Segment Start: Materials provided

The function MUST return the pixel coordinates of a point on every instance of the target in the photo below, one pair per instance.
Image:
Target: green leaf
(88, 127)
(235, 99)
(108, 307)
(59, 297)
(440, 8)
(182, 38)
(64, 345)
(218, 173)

Segment End: Materials provided

- [Task instructions] Restate each of the records exactly, leaving nothing out.

- [Reply to the exercise]
The function MUST return the pixel coordinates of a point on every instance of the target in the photo below, one pair per instance.
Image:
Target: green leaf
(88, 127)
(235, 99)
(108, 307)
(59, 297)
(440, 8)
(182, 38)
(64, 345)
(218, 173)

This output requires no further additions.